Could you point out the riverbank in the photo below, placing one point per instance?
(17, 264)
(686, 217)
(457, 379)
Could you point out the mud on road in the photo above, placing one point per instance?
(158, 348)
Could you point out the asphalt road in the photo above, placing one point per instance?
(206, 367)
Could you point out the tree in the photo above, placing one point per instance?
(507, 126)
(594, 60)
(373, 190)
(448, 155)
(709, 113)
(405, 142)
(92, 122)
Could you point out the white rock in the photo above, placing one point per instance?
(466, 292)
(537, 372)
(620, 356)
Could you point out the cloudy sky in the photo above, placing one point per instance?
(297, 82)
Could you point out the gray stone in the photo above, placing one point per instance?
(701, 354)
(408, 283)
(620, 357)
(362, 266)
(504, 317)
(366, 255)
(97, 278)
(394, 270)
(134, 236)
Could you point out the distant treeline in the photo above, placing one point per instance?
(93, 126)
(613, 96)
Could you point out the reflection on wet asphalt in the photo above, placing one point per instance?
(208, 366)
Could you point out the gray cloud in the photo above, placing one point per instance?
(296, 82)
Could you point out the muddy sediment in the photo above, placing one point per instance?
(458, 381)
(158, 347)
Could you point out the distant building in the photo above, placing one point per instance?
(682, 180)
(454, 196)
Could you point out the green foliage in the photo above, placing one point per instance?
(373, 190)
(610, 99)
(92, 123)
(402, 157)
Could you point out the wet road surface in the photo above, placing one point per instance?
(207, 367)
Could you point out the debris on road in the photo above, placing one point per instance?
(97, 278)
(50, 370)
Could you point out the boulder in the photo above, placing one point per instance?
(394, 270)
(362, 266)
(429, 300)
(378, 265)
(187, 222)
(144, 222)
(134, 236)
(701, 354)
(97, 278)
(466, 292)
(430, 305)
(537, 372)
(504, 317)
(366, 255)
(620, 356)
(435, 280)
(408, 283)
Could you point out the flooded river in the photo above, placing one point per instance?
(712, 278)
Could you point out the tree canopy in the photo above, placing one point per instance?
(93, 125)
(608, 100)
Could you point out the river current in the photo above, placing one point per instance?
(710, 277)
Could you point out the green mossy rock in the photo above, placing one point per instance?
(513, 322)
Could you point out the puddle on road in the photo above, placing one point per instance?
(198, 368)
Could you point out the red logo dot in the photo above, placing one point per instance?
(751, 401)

########

Give back, unchanged, every line from the one with "Could you point out the red" to the end of the entries above.

TASK ANSWER:
Could you point out the red logo dot in the photo above, placing one point per instance?
(751, 401)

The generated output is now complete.